**TASK OBJECTIVE:**
Reproduce every line of the records below, requests included, and shift each pixel coordinate in the answers by adding 131 to it.
=== PROVIDED DATA ===
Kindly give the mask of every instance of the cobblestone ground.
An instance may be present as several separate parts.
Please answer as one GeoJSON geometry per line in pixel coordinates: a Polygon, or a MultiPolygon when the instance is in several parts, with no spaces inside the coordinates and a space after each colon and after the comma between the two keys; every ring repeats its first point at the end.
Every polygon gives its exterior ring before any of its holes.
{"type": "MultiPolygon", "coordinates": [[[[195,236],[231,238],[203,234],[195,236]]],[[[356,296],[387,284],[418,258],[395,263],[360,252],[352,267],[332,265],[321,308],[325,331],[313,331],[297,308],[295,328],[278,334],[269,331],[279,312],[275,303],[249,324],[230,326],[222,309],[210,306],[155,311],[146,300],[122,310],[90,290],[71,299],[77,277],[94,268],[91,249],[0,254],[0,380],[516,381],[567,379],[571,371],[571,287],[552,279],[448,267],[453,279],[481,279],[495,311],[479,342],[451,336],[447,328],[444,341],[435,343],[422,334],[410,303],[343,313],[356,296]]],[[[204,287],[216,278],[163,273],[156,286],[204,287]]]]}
===
**FINISHED EXERCISE:**
Kindly give the mask of every instance of the cobblestone ground.
An instance may be present as several separate parts.
Please answer as one GeoJSON geometry per line in pixel coordinates: a Polygon, or a MultiPolygon when the instance is in several parts, with no spaces inside the coordinates and a space after each colon and after the comma between the two keys; every ring repeats its first point at the end.
Every polygon gives its exterior ring before any of its holes.
{"type": "MultiPolygon", "coordinates": [[[[326,367],[362,369],[334,365],[326,367]]],[[[487,427],[518,415],[549,389],[526,394],[491,383],[483,398],[463,396],[452,439],[456,462],[444,462],[428,439],[426,459],[409,465],[400,462],[410,443],[406,434],[380,455],[361,457],[353,440],[341,437],[286,442],[277,431],[253,441],[221,421],[202,430],[208,408],[225,399],[222,380],[131,385],[131,511],[647,512],[698,510],[702,502],[702,418],[683,410],[579,398],[584,410],[612,410],[626,442],[610,473],[582,467],[578,459],[575,472],[566,474],[553,465],[541,434],[474,444],[487,427]]],[[[335,418],[347,409],[294,404],[287,417],[335,418]]]]}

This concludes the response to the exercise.